Mettez en forme, s'il vous plaît, toutes les lignes des enregistrements ci-dessous dans un tableau Markdown à deux colonnes : « N° » pour le numéro de rang et « Ligne » pour la ligne, sans les lignes vides. Laissez les images hors du tableau.
════
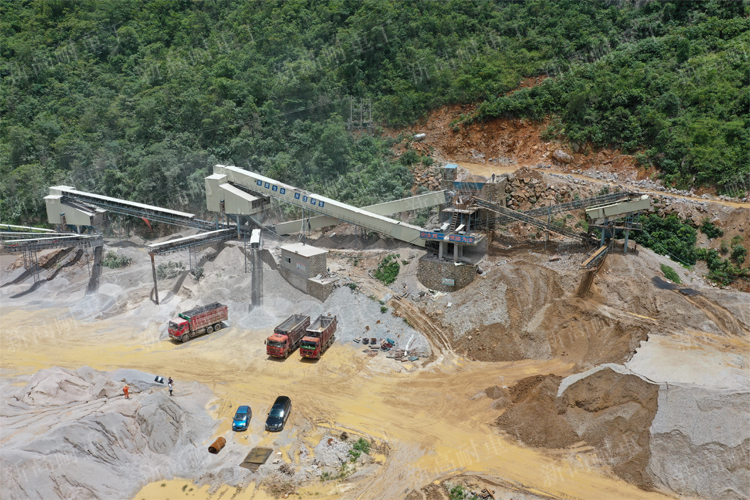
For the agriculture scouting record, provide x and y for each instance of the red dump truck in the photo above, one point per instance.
(319, 337)
(287, 336)
(203, 319)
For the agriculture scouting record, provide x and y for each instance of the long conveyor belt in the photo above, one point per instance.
(569, 206)
(519, 216)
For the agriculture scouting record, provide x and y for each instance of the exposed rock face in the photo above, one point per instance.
(613, 411)
(562, 156)
(700, 442)
(606, 408)
(72, 434)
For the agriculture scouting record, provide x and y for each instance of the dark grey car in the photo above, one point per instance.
(279, 414)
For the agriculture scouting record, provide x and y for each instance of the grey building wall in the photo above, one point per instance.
(308, 267)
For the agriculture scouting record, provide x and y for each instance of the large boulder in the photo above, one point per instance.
(562, 156)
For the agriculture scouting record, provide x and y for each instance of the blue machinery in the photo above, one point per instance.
(240, 193)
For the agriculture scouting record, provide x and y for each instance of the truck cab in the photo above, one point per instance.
(177, 327)
(310, 347)
(277, 345)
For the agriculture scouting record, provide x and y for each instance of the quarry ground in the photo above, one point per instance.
(638, 389)
(504, 408)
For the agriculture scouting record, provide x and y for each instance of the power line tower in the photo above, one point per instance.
(360, 114)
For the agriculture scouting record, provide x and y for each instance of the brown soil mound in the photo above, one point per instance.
(534, 400)
(608, 410)
(543, 321)
(505, 142)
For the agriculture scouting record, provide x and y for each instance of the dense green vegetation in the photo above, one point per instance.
(669, 236)
(139, 98)
(115, 261)
(671, 274)
(388, 269)
(668, 82)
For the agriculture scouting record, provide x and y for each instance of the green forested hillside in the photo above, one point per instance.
(138, 99)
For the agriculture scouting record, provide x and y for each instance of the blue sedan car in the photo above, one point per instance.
(242, 418)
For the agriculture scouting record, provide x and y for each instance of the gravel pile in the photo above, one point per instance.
(331, 452)
(72, 434)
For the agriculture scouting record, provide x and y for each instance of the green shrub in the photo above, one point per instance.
(671, 274)
(409, 158)
(710, 230)
(361, 446)
(738, 253)
(169, 270)
(197, 273)
(458, 493)
(114, 261)
(388, 269)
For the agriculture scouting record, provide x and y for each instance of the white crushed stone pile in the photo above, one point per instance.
(72, 434)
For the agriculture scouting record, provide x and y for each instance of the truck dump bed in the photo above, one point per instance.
(198, 310)
(291, 323)
(319, 326)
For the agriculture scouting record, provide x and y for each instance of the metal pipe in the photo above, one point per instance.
(153, 271)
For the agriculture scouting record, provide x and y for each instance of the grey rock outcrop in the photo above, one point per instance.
(72, 434)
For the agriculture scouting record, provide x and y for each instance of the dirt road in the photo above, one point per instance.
(488, 170)
(427, 417)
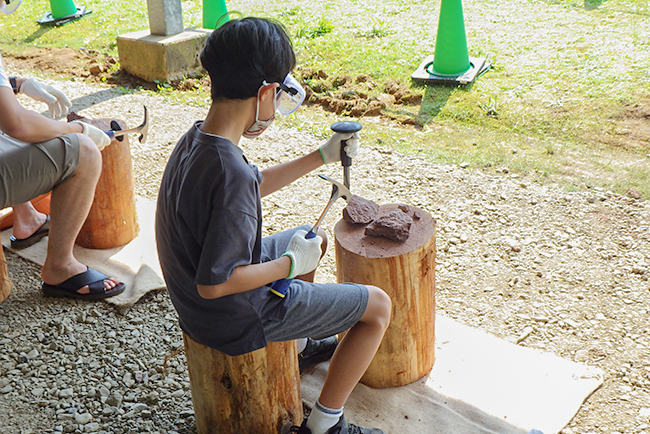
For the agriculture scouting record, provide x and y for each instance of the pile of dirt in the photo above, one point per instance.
(342, 94)
(347, 95)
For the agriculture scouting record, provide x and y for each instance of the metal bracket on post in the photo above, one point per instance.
(165, 17)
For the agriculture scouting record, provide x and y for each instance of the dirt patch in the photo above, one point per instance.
(342, 94)
(65, 62)
(356, 96)
(632, 128)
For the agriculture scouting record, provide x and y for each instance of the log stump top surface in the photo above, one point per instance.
(352, 237)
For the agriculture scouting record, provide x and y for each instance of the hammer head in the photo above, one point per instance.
(339, 189)
(143, 128)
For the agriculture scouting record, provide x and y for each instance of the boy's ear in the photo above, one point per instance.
(267, 90)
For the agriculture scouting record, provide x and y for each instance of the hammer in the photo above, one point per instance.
(346, 162)
(118, 133)
(280, 287)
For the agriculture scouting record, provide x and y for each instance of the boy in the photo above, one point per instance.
(217, 266)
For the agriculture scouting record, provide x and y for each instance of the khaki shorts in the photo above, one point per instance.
(28, 170)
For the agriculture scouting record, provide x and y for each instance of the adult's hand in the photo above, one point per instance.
(57, 103)
(98, 136)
════
- _Résultat final_
| N° | Ligne |
|---|---|
| 1 | For the agriculture scouting record, provide x and y for each instance of the red dump truck in the photo above, one point per instance. |
| 2 | (319, 337) |
| 3 | (287, 336) |
| 4 | (203, 319) |
| 5 | For the agriculture scouting record, provide x and y for each instance of the long conveyor belt in the photo above, one point per instance. |
| 6 | (569, 206) |
| 7 | (519, 216) |
| 8 | For the agriculture scouting record, provide x and y for each instance of the exposed rock face in the photo above, one point per instance. |
| 9 | (613, 411) |
| 10 | (562, 156) |
| 11 | (700, 442) |
| 12 | (606, 408) |
| 13 | (72, 434) |
| 14 | For the agriculture scouting record, provide x and y for each instance of the dark grey car in the photo above, one point per instance. |
| 15 | (279, 414) |
| 16 | For the agriculture scouting record, provide x and y for each instance of the grey building wall in the photo above, one point per instance. |
| 17 | (308, 267) |
| 18 | For the agriculture scouting record, provide x and y for each instance of the large boulder in the photo above, one point per instance. |
| 19 | (562, 156) |
| 20 | For the agriculture scouting record, provide x and y for each instance of the blue machinery in the photo above, one point per instance. |
| 21 | (240, 193) |
| 22 | For the agriculture scouting record, provide x and y for each instance of the truck cab in the photo above, one point per instance. |
| 23 | (177, 327) |
| 24 | (310, 347) |
| 25 | (277, 345) |
| 26 | For the agriculture scouting record, provide x and y for each instance of the quarry ground in the photo above, one point per instance. |
| 27 | (638, 389) |
| 28 | (504, 408) |
| 29 | For the agriculture scouting record, provide x and y for each instance of the power line tower in the photo above, one point per instance. |
| 30 | (360, 114) |
| 31 | For the agriculture scouting record, provide x and y for each instance of the brown soil mound in the photo above, one point per instance. |
| 32 | (534, 400) |
| 33 | (608, 410) |
| 34 | (543, 321) |
| 35 | (505, 142) |
| 36 | For the agriculture scouting record, provide x and y for each instance of the dense green vegetation in the photo above, one point per instance. |
| 37 | (669, 236) |
| 38 | (139, 98) |
| 39 | (115, 261) |
| 40 | (671, 274) |
| 41 | (388, 269) |
| 42 | (668, 82) |
| 43 | For the agriculture scouting record, provide x and y for each instance of the green forested hillside in the photo above, one point per instance. |
| 44 | (138, 99) |
| 45 | For the agriculture scouting record, provide x and y for each instance of the blue sedan car in the photo above, one point per instance. |
| 46 | (242, 418) |
| 47 | For the agriculture scouting record, provide x and y for each instance of the gravel pile in the photo above, one point per instance. |
| 48 | (331, 452) |
| 49 | (72, 434) |
| 50 | For the agriculture scouting record, provide x and y for each instance of the green shrub in the photo above, one point per instance. |
| 51 | (671, 274) |
| 52 | (409, 158) |
| 53 | (710, 230) |
| 54 | (361, 446) |
| 55 | (738, 253) |
| 56 | (169, 270) |
| 57 | (197, 273) |
| 58 | (458, 493) |
| 59 | (114, 261) |
| 60 | (388, 269) |
| 61 | For the agriculture scouting record, provide x and y for each instance of the white crushed stone pile in the photo above, one point per instance. |
| 62 | (72, 434) |
| 63 | For the agriculture scouting record, provide x and y for each instance of the truck dump bed in the photo above, one point per instance. |
| 64 | (198, 310) |
| 65 | (291, 323) |
| 66 | (319, 326) |
| 67 | For the agriculture scouting record, provide x and y for each instance of the metal pipe in the photo above, one point per instance. |
| 68 | (153, 271) |
| 69 | For the agriculture scouting record, provide x and y for each instance of the grey rock outcrop in the photo above, one point per instance. |
| 70 | (72, 434) |
| 71 | For the agriculture scouting record, provide x and y for each instance of the dirt road in the photo above, one point per instance. |
| 72 | (488, 170) |
| 73 | (427, 417) |
| 74 | For the agriculture scouting record, provide x and y for each instance of the pile of dirt in the photo above, one point per instance. |
| 75 | (342, 94) |
| 76 | (347, 95) |
| 77 | For the agriculture scouting record, provide x and y for each instance of the metal bracket on post in the photo above, one point per instance. |
| 78 | (165, 17) |
| 79 | For the agriculture scouting record, provide x and y for each instance of the dirt patch in the photo above, one point per instance. |
| 80 | (342, 94) |
| 81 | (65, 62) |
| 82 | (356, 96) |
| 83 | (632, 128) |
| 84 | For the agriculture scouting record, provide x and y for each instance of the log stump top surface in the photo above, one point per instance. |
| 85 | (352, 237) |
| 86 | For the agriculture scouting record, provide x and y for each instance of the hammer head in the photo above, one point per instance. |
| 87 | (339, 189) |
| 88 | (143, 128) |
| 89 | For the agriculture scouting record, provide x and y for each instance of the boy's ear in the photo above, one point per instance. |
| 90 | (267, 90) |
| 91 | For the agriculture scouting record, provide x and y for each instance of the hammer in the photo above, one point per instance. |
| 92 | (346, 162) |
| 93 | (118, 133) |
| 94 | (280, 287) |
| 95 | For the agriculture scouting record, provide x and y for each instance of the boy in the photo above, one point per instance. |
| 96 | (217, 266) |
| 97 | For the agriculture scouting record, provide x and y for each instance of the khaki shorts in the photo above, one point per instance. |
| 98 | (28, 170) |
| 99 | For the agriculture scouting record, provide x and y for each instance of the adult's hand in the photo above, one point per instance. |
| 100 | (57, 103) |
| 101 | (98, 136) |